[start Source]

Amy & Isabelle is a 2001 made-for-television film produced through Oprah Winfrey's Harpo Films as part of her "Oprah Winfrey Presents" film line. It was directed by Lloyd Kramer, who had previously directed another film under the "Oprah Winfrey Presents" banner, Oprah Winfrey Presents: Mitch Albom's For One More Day. The book is based on the 1998 Elizabeth Strout book Amy and Isabelle and stars Elisabeth Shue and Hanna Hall as Isabelle and her daughter Amy.

Filming took place in South Carolina and the movie aired on ABC on March 4, 2001.

Premise
Isabelle and Amy Goodrow are a mother and daughter that are currently living in the small mill town of Shirley Falls. The two are frequently at odds, something that is partially because Isabelle keeps everyone at a distance, which strains her relationship with her daughter. When her daughter meets Peter Robertson, a substitute math teacher at her school, she quickly falls for him – something that Peter is all too willing to exploit for his own purposes. Eventually this relationship becomes public, setting off public gossip and causing a fight between Amy and Isabelle that almost completely shatters their bonds.

[end Source]
[start Dataset rows]

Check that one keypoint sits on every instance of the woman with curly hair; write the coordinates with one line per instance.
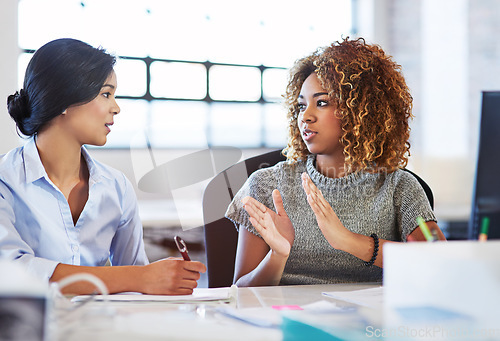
(342, 192)
(61, 211)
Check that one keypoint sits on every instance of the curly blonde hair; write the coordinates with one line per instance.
(372, 99)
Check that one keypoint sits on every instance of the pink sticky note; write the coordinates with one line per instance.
(287, 307)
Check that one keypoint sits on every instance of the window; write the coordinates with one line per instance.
(197, 74)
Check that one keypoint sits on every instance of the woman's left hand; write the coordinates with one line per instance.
(328, 222)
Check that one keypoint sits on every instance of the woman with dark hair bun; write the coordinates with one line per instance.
(61, 211)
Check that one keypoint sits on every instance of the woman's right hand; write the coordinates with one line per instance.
(171, 276)
(275, 227)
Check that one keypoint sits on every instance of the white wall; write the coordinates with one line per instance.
(449, 53)
(8, 72)
(430, 40)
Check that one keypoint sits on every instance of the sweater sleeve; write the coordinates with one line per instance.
(411, 202)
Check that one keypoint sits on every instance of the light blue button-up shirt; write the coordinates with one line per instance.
(36, 225)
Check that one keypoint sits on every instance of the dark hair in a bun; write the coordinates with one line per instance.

[end Dataset rows]

[Directives]
(1) Reproduce the film article starting at the words "Amy & Isabelle" and stopping after "her daughter Amy.", substituting "Harpo Productions" for "Harpo Films".
(2) Continue the article on the television film Amy & Isabelle from the point where it stops.

[Results for each task]
(1)
Amy & Isabelle is a 2001 made-for-television film produced through Oprah Winfrey's Harpo Productions as part of her "Oprah Winfrey Presents" film line. It was directed by Lloyd Kramer, who had previously directed another film under the "Oprah Winfrey Presents" banner, Oprah Winfrey Presents: Mitch Albom's For One More Day. The book is based on the 1998 Elizabeth Strout book Amy and Isabelle and stars Elisabeth Shue and Hanna Hall as Isabelle and her daughter Amy.

(2)
Cast
 Elisabeth Shue as Isabelle Goodman
 Hanna Hall as Amy Goodman
 Martin Donovan as Peter Robertson
 Conchata Ferrell as Bev
 Viola Davis as Dottie
 Marylouise Burke as Arlene
 Amy Wright as Rosie
 Ann Dowd as Lenora
 Stephi Lineburg as Stacy

Reception
Critical reception for the film has been mixed. Time commented that the film "ramps up the melodrama" while praising Shue's acting, and People Magazine stated that it was "too dependent on voice-over narration, and the film ultimately turns on a revelation that I found predictable and implausible. Fortunately it has what matters most: characters worth caring about." Dove Media was also mixed in their opinion, as they found it to be a "well-acted presentation, with a message of healing relationships and acceptance of the weaknesses of others" while also finding it "depressing and unfulfilling."

Viewership for the film was high, with 19.4 million viewers tuning into ABC.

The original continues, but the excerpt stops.